Караван Ричардсона состоял из такого же числа верблюдов. Среди прочих вещей он захватил с собой и пронес через всю пустыню большую разборную лодку для предстоящего исследования озера Чад. Это «сооружение» повсюду привлекало к себе внимание жителей и вызывало их немалый интерес.

Ученым был придан помощник Мухаммед эль-Гатрони, опытный проводник караванов, ставший верным спутником Барта на протяжении целых пяти лет. Следуя его совету, участники экспедиции для облегчения контакта с коренным населением взяли себе арабские имена. Так, Барта, который благодаря превосходному знанию арабского языка и Корана вполне мог сойти за марабута, назвали Абд эль-Керимом (что значит «слуга Всемилостивого»), Овервегу, отличавшемуся знаниями в области медицины и всегда готовому прийти на помощь, было присвоено имя Табиб («врач»), а Ричардсон выбрал себе библейское имя Якуб.
● ● ● ●
Ваше задание:
Продолжите отрывок об экспедиции Барта, Овервега и Ричардсона, начав сразу после его последнего предложения.
● ● ● ●
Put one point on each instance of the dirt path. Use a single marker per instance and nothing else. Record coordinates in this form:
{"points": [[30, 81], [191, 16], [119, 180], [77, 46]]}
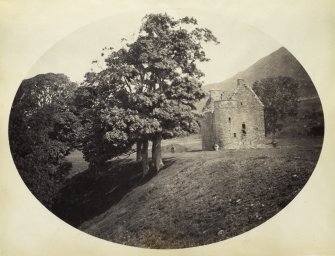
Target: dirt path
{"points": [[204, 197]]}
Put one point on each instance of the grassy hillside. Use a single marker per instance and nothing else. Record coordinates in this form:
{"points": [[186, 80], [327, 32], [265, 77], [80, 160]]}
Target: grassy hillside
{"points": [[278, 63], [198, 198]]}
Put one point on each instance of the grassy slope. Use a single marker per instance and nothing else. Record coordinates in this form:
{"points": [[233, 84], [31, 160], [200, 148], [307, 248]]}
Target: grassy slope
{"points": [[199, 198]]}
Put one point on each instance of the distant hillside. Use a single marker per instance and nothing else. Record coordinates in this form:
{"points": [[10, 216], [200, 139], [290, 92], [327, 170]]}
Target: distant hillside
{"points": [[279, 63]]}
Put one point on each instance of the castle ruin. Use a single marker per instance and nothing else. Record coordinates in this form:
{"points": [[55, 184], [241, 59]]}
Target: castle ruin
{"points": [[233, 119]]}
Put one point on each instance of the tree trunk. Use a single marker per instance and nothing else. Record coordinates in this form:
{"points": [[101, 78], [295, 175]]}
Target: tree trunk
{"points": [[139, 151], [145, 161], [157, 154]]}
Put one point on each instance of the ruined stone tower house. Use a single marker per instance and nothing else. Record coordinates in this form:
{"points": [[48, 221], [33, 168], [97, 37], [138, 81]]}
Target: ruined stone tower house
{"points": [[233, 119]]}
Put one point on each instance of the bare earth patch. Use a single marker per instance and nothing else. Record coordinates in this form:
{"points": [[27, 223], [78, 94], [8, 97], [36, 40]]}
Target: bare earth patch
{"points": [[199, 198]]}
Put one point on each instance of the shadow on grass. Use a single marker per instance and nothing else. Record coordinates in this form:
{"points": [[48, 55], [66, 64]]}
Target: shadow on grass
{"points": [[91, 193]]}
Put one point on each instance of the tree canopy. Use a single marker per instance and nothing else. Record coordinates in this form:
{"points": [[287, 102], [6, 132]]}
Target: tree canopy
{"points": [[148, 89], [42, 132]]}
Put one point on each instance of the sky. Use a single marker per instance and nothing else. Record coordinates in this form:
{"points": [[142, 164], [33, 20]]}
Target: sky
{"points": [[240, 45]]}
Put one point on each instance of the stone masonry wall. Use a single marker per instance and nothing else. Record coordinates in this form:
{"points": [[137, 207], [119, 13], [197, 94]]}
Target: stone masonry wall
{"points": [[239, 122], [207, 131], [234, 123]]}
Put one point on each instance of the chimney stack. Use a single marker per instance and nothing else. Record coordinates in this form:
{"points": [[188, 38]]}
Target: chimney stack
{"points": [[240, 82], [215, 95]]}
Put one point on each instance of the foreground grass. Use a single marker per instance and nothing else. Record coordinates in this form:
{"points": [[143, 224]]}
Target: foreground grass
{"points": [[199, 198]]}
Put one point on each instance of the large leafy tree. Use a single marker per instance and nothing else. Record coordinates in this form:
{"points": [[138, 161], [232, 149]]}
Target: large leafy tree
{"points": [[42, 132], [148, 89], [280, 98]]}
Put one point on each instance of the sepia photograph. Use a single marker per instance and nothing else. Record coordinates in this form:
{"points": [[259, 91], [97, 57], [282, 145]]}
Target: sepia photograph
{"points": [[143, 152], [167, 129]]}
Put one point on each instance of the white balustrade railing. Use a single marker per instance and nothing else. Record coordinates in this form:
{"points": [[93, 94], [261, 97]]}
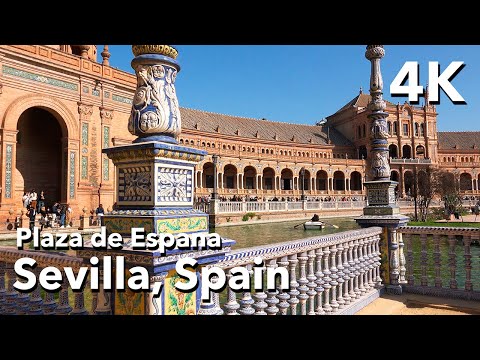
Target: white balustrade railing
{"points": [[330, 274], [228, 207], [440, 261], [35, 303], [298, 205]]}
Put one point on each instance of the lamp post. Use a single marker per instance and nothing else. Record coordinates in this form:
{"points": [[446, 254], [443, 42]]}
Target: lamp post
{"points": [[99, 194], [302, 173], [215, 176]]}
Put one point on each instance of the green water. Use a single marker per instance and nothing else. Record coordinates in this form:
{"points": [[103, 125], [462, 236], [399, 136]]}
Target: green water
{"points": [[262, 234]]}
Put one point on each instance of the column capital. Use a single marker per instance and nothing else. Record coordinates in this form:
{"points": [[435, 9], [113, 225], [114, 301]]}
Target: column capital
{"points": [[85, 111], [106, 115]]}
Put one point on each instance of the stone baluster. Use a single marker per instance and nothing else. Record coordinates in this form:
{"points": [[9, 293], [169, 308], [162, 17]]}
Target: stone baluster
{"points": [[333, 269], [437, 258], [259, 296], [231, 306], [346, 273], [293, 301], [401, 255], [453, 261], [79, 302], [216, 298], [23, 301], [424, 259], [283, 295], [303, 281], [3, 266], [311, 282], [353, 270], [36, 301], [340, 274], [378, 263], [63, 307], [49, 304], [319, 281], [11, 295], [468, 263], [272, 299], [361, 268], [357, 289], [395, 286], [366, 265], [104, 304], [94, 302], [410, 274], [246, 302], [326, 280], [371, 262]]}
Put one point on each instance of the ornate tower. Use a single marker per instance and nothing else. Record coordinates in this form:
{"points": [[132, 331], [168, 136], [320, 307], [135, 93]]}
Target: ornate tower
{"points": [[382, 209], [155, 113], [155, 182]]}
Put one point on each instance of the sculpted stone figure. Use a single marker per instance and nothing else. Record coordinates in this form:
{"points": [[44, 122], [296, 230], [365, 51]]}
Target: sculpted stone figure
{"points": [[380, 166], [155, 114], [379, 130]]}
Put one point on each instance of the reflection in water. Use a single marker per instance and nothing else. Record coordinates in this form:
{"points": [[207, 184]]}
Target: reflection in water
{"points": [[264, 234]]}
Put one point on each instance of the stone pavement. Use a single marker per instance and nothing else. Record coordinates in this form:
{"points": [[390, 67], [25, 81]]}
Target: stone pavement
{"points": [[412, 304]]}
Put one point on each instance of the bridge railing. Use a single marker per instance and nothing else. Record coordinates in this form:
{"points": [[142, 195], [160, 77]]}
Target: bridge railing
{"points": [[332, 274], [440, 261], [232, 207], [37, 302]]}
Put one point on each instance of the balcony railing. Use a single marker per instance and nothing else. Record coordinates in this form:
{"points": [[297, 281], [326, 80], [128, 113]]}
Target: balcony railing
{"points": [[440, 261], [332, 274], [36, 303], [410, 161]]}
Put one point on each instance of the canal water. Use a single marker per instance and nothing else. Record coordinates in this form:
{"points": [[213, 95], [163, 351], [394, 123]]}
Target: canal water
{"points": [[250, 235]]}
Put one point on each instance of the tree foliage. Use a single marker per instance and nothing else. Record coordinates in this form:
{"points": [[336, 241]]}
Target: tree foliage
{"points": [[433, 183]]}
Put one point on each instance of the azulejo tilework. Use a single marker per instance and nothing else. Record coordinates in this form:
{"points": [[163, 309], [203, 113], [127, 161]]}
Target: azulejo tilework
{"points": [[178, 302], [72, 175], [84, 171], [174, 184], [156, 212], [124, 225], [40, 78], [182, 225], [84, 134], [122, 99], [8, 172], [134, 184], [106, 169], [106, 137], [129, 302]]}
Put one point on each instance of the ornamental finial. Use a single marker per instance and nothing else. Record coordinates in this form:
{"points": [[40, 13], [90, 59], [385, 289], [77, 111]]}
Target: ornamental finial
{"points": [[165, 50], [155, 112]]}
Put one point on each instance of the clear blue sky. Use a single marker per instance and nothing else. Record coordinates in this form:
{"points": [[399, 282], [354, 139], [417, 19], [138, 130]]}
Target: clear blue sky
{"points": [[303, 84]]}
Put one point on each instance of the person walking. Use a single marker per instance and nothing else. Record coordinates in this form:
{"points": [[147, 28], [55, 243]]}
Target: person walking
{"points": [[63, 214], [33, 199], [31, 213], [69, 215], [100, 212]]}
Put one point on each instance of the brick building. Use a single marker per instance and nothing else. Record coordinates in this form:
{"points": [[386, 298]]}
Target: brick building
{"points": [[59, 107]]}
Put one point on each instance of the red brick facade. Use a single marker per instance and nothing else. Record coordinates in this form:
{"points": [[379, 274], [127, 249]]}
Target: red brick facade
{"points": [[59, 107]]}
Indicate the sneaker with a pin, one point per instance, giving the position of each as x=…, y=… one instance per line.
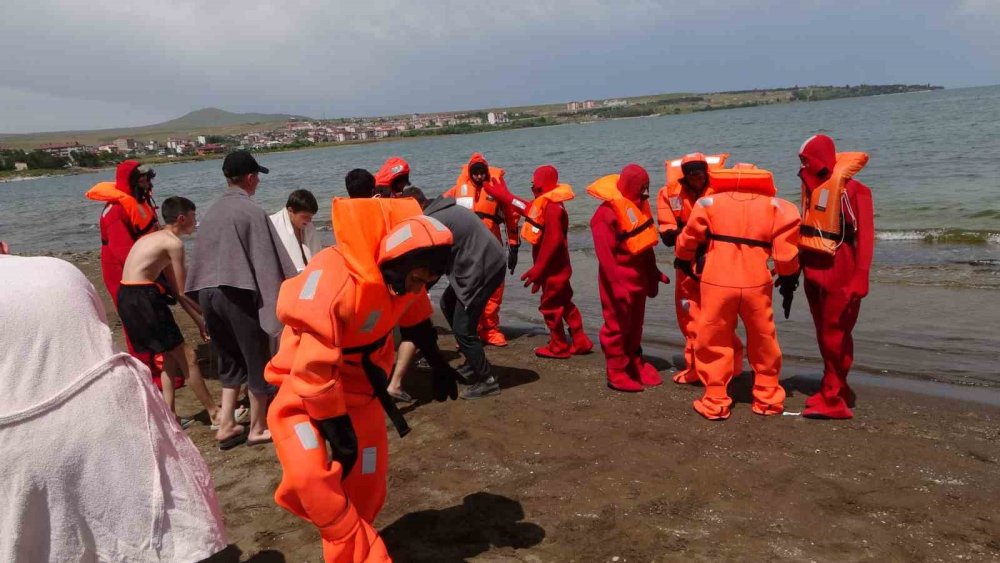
● ● ● ●
Место для ответа:
В конце концов все было готово: можно и отправляться. Чтобы избежать резкого перехода от уютной городской жизни к полной трудностей кочевой, Барт предложил провести сначала несколько дней в палаточном лагере за городом. Здесь караван оставался до 29 марта, а затем взял курс на Сахару. Пройдя небольшой отрезок пути, он остановился, чтобы дождаться Ричардсона, и днем окончательного выступления экспедиции стало 5 апреля.

В начале пути ландшафт отличался разнообразием — оливковые рощи чередовались с полями, — однако довольно скоро путешественники почувствовали близость пустыни. Ряд полуразрушенных временем и погодой придорожных столбов свидетельствовал о том, что здесь когда-то пролегала римская дорога в глубь континента. После утомительного перехода 7 апреля караван достиг оазиса Мизда — вероятно, очень древнего поселения, которое уже упоминалось в описаниях александрийского ученого Птолемея (около 90–160). Искусно проложенная оросительная система позволила здесь возделывать поля и выращивать финиковую пальму.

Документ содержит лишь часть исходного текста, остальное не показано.